WHAT YOU ARE ASKED TO DO: Turn the data below into a Markdown table with a Row column numbering each line in order and a Line column holding the line itself, and leave out any blank lines.

ENTRIES SUPPLIED:
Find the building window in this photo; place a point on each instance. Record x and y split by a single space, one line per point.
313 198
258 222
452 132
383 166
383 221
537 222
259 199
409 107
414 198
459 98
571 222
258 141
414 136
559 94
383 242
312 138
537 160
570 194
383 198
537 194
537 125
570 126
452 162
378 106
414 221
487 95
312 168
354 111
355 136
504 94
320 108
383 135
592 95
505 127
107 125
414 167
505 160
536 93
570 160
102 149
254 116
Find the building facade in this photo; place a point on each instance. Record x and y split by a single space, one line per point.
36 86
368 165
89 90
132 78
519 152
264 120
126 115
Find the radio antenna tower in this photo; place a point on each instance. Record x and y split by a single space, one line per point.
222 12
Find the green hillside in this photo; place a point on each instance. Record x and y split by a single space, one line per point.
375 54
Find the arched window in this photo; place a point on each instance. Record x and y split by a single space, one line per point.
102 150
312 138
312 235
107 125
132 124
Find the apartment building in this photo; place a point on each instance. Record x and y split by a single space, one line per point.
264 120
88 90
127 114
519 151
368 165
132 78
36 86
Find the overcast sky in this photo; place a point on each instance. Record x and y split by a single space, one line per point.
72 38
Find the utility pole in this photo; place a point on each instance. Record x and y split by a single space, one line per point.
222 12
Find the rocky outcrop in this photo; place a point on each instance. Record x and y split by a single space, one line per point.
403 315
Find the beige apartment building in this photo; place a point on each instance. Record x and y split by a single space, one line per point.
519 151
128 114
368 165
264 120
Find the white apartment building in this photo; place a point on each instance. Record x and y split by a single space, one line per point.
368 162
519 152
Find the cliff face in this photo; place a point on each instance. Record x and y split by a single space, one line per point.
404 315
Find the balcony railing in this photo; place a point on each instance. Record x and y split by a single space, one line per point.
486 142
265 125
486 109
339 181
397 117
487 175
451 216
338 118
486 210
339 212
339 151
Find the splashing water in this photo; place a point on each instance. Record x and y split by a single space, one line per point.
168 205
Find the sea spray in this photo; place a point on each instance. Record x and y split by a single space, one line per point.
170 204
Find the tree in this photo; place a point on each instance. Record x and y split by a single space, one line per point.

THE ANSWER:
| Row | Line |
|---|---|
| 1 | Find the building window in this photo; place a point on each instance. Record x and y split by a single space, one line per point. |
| 2 | 313 198 |
| 3 | 258 222 |
| 4 | 452 132 |
| 5 | 383 166 |
| 6 | 383 221 |
| 7 | 537 222 |
| 8 | 259 199 |
| 9 | 409 107 |
| 10 | 414 198 |
| 11 | 459 98 |
| 12 | 571 222 |
| 13 | 258 141 |
| 14 | 414 136 |
| 15 | 559 94 |
| 16 | 383 242 |
| 17 | 312 138 |
| 18 | 537 160 |
| 19 | 570 194 |
| 20 | 383 198 |
| 21 | 537 194 |
| 22 | 537 125 |
| 23 | 570 126 |
| 24 | 452 162 |
| 25 | 378 106 |
| 26 | 414 221 |
| 27 | 487 95 |
| 28 | 312 168 |
| 29 | 354 111 |
| 30 | 355 136 |
| 31 | 504 94 |
| 32 | 320 108 |
| 33 | 383 135 |
| 34 | 592 95 |
| 35 | 505 127 |
| 36 | 107 125 |
| 37 | 414 167 |
| 38 | 505 160 |
| 39 | 536 93 |
| 40 | 570 160 |
| 41 | 102 149 |
| 42 | 254 116 |
| 43 | Find the building facade in this photo; place a point on each instance. Record x and y split by a single space, one line per point. |
| 44 | 36 86 |
| 45 | 368 165 |
| 46 | 89 90 |
| 47 | 132 78 |
| 48 | 519 152 |
| 49 | 264 120 |
| 50 | 126 115 |
| 51 | Find the radio antenna tower in this photo; place a point on each instance. Record x and y split by a single space, one line per point. |
| 52 | 222 12 |
| 53 | Find the green hillside in this photo; place a point on each instance. Record x and y split by a single space, one line per point. |
| 54 | 375 54 |
| 55 | Find the arched window in this photo; place a point on each instance. Record x and y split by a single space, one line per point. |
| 56 | 102 150 |
| 57 | 312 138 |
| 58 | 312 235 |
| 59 | 107 125 |
| 60 | 132 124 |
| 61 | Find the apartment building in this photo; place a point on each instance. Record x and y split by a single space, one line per point. |
| 62 | 264 120 |
| 63 | 88 90 |
| 64 | 127 114 |
| 65 | 519 151 |
| 66 | 368 165 |
| 67 | 132 78 |
| 68 | 36 86 |
| 69 | Find the overcast sky in this photo; place a point on each instance. Record x and y split by a single space, one line per point. |
| 70 | 72 38 |
| 71 | Find the utility pole in this photo; place a point on each instance. Record x and y split by a single space, one line per point. |
| 72 | 222 12 |
| 73 | Find the rocky outcrop in this photo; place a point on each instance. Record x and y split by a single space, one line per point. |
| 74 | 403 315 |
| 75 | Find the beige apartment building in this photo; place a point on each instance. Record x and y split by a single space, one line per point. |
| 76 | 519 151 |
| 77 | 128 114 |
| 78 | 368 165 |
| 79 | 264 120 |
| 80 | Find the white apartment building in this photo; place a point on each instance. Record x and y split by a single space, one line per point. |
| 81 | 368 162 |
| 82 | 519 152 |
| 83 | Find the cliff face in this photo; place a point on each instance. Record x and y split by a single space, one line per point. |
| 84 | 404 315 |
| 85 | Find the balcony railing in this photo; place a point on each instance. Record x and y split by a single space, one line per point. |
| 86 | 486 142 |
| 87 | 265 125 |
| 88 | 486 109 |
| 89 | 339 181 |
| 90 | 397 117 |
| 91 | 487 175 |
| 92 | 451 216 |
| 93 | 338 118 |
| 94 | 486 210 |
| 95 | 339 212 |
| 96 | 339 151 |
| 97 | Find the splashing water in this photo; place a point on each instance. Record x and y split by a single space, one line per point. |
| 98 | 168 205 |
| 99 | Find the sea spray in this photo; place a point on each instance. Record x and y split by a single space, one line per point. |
| 100 | 170 204 |
| 101 | Find the tree in this photo; place a point on each instance. Record x and y split by a single space, one line per point. |